-- INPUT MATERIAL --
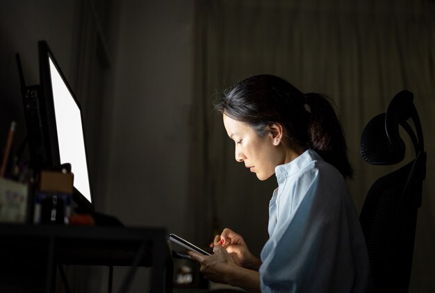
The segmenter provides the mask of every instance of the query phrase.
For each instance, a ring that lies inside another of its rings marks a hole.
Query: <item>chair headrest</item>
[[[360,149],[364,160],[373,165],[393,165],[401,162],[405,156],[406,146],[400,137],[400,126],[411,137],[416,153],[424,151],[421,124],[413,101],[413,94],[402,90],[393,98],[386,112],[375,116],[367,124],[361,136]],[[407,122],[410,118],[416,134]]]

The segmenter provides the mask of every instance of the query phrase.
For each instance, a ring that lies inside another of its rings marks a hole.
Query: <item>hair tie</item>
[[[308,96],[306,94],[304,94],[304,108],[306,112],[311,113],[311,107],[308,103]]]

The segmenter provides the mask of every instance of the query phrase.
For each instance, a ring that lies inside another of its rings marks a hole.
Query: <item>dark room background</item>
[[[275,183],[258,182],[236,162],[213,99],[259,73],[332,97],[359,210],[386,171],[362,161],[361,133],[406,89],[415,95],[428,161],[409,292],[434,292],[435,2],[361,2],[3,1],[1,151],[11,120],[17,123],[14,149],[26,135],[15,54],[26,83],[38,84],[37,42],[45,40],[81,103],[96,209],[204,246],[231,227],[258,254]],[[104,291],[99,269],[69,274],[79,292]],[[135,286],[147,278],[142,269]]]

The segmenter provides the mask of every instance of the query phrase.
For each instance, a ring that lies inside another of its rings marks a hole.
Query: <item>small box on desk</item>
[[[27,185],[0,178],[0,222],[24,223],[27,205]]]
[[[72,173],[42,171],[35,192],[33,222],[68,224],[71,215]]]

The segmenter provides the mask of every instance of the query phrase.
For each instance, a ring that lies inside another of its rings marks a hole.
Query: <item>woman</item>
[[[345,181],[352,170],[340,123],[326,97],[304,94],[272,75],[248,78],[215,106],[236,160],[278,187],[261,259],[225,228],[214,254],[190,256],[213,282],[250,292],[364,292],[367,248]]]

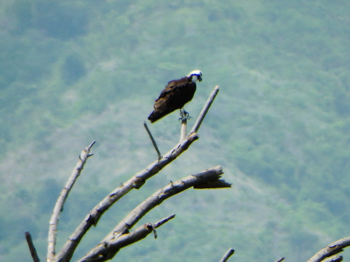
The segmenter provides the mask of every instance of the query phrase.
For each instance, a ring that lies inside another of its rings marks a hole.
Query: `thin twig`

-- EXERCISE BRIEF --
Reproduce all of the data above verbatim, leaving out the pictures.

-- TASK RESPONSE --
The segmenter provides the mask of every instance of the query phrase.
For each instance, a ring that lies inside another of its rings marks a hole.
Query: <item>chair headrest</item>
[[[360,149],[364,160],[373,165],[393,165],[401,162],[405,156],[406,146],[400,137],[400,126],[411,137],[416,153],[424,151],[421,124],[413,101],[413,94],[402,90],[393,98],[386,112],[375,116],[367,124],[361,136]],[[407,122],[410,118],[416,134]]]

The segmenter provides the mask of every instance of the query phrase.
For each instance, a ring that lies inside another of its rings marks a hole.
Query: <item>hair tie</item>
[[[308,96],[306,94],[304,94],[304,108],[306,112],[311,113],[311,107],[308,103]]]

The segmenter provides the mask of every instance of the query phrase.
For each instance, a ring that lies inside another of its rings marks a hole.
Query: <item>dark room background</item>
[[[275,183],[258,182],[236,162],[213,99],[259,73],[332,97],[359,210],[386,171],[362,161],[361,133],[406,89],[415,95],[428,161],[409,292],[434,292],[435,2],[361,2],[3,1],[1,151],[11,120],[17,123],[14,149],[26,135],[15,54],[26,83],[38,84],[37,42],[45,40],[81,103],[96,209],[204,246],[231,227],[258,254]],[[104,291],[99,269],[69,274],[79,292]],[[135,286],[147,278],[142,269]]]

The segmenter provides the mask of every instance of the query phrase.
For each instance, a ring that lies inside another of its rings marks a hole.
Query: <item>small box on desk</item>
[[[27,185],[0,178],[0,222],[24,223],[27,205]]]
[[[72,173],[42,171],[35,192],[33,222],[68,224],[71,215]]]

The segmenter provides the mask of every instance of the query phrase.
For each instance, a ring that lies inside another of its rings marks a hole.
Query: <item>woman</item>
[[[345,181],[352,170],[340,123],[326,97],[304,94],[272,75],[248,78],[215,106],[236,160],[278,187],[261,259],[225,228],[214,254],[190,256],[213,282],[250,292],[364,292],[367,248]]]

The segmenter provides the mask of every instance of the query phrase.
For each instance, a ring that lies inside another of its rings marks a hole.
Query: `thin twig`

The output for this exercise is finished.